## WHAT TO WORK ON
(a) Retype the stretch of the Nowy Swiat passage from "Warsaw's heart-of-downtown thoroughfare, Nowy" through "for two $25).", copying it character for character.
(b) In one to three sentences, explain why the Nowy Swiat passage says the street is finally embracing its name.

## PAGE EXTRACT

>> Start

Warsaw's heart-of-downtown thoroughfare, Nowy Swiat ("New World" in Polish), is finally embracing its name. After years of decline, its dilapidated storefronts are giving way to upscale bars and restaurants and cutting-edge boutiques. Inside Lord Norman Foster's recently opened spaceship-like Metropolitan Building, the moody purple glow of the futuristic nightclub the Cinnamon (1 Plac Pilsudskiego; 48-22/323-7600) gives even high-wattage fashionistas a low profile. Belgian co-owner and chef Raphael Delstanche serves up mussels imported from his homeland at the Living Room (18 Ulica Foksal; 48-22/826-3928; dinner for two $25).

>> End

## MATERIAL PROVIDED
>> Start

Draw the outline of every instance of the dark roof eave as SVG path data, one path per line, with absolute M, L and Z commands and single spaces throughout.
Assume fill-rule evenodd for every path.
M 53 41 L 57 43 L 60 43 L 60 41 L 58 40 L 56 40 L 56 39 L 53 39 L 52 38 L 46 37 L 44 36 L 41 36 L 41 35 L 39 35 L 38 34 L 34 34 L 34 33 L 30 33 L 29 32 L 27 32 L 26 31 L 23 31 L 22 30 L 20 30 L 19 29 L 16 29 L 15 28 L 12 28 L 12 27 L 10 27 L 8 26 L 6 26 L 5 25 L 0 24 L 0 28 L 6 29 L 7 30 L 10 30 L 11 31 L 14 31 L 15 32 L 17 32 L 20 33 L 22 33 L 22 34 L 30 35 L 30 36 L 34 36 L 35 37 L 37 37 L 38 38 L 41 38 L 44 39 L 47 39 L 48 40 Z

>> End

## RESPONSES
(a)
Warsaw's heart-of-downtown thoroughfare, Nowy Swiat ("New World" in Polish), is finally embracing its name. After years of decline, its dilapidated storefronts are giving way to upscale bars and restaurants and cutting-edge boutiques. Inside Lord Norman Foster's recently opened spaceship-like Metropolitan Building, the moody purple glow of the futuristic nightclub the Cinnamon (1 Plac Pilsudskiego; 48-22/323-7600) gives even high-wattage fashionistas a low profile. Belgian co-owner and chef Raphael Delstanche serves up mussels imported from his homeland at the Living Room (18 Ulica Foksal; 48-22/826-3928; dinner for two $25).

(b) Nowy Swiat means "New World" in Polish. After years of decline, the street's dilapidated storefronts are giving way to upscale bars and restaurants and cutting-edge boutiques.